## EXERCISE TASK
From the rows below, extract every line that contains the string "rock".

## Stored data
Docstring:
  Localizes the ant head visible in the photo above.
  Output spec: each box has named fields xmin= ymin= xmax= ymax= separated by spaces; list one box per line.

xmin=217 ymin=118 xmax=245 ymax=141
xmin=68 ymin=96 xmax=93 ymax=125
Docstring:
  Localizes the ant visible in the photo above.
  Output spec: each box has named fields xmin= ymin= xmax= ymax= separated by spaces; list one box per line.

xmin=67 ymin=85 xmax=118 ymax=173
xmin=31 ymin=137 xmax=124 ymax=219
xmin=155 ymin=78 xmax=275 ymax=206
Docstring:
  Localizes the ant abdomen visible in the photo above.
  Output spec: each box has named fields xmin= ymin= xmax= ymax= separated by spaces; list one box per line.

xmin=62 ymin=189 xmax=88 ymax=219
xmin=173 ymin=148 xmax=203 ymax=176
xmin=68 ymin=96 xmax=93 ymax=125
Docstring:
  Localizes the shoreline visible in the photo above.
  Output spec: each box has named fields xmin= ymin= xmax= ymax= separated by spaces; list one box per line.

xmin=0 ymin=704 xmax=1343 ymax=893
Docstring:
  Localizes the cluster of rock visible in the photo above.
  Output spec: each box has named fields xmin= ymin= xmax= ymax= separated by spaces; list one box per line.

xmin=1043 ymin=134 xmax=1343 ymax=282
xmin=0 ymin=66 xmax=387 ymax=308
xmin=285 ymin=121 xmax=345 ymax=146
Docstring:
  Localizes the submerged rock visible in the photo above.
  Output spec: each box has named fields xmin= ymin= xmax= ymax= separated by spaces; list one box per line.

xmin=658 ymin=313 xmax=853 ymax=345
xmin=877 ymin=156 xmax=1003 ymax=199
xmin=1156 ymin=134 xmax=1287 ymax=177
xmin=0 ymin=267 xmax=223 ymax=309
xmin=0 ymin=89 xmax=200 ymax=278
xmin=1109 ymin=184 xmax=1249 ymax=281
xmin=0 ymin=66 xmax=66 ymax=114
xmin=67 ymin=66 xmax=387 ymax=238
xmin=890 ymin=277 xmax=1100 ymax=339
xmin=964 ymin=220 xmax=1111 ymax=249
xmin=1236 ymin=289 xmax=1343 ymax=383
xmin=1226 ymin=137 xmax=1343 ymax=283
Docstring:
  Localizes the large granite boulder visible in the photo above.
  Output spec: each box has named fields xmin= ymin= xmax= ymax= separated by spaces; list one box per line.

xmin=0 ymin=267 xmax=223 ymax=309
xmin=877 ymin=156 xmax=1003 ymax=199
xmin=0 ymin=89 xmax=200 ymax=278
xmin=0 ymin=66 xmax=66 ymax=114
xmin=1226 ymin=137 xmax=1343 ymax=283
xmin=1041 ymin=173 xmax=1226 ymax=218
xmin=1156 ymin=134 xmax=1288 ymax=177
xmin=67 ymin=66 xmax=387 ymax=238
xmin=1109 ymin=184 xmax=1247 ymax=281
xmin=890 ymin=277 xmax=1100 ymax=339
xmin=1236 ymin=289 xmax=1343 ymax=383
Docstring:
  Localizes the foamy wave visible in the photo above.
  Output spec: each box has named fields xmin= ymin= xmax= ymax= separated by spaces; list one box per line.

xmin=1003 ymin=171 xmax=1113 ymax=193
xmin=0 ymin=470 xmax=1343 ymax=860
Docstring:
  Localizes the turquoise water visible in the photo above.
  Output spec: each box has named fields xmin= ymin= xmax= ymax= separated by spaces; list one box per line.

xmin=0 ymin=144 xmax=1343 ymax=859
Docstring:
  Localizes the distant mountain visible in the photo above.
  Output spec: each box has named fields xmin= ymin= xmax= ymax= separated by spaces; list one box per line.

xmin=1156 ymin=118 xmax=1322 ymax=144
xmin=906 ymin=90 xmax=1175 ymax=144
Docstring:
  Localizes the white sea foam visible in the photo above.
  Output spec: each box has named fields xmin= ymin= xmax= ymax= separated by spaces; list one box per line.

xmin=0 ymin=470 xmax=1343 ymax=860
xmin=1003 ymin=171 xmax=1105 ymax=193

## FINAL RESULT
  Localizes the cluster of rock visible in the photo above.
  Localizes the submerged rock visible in the photo above.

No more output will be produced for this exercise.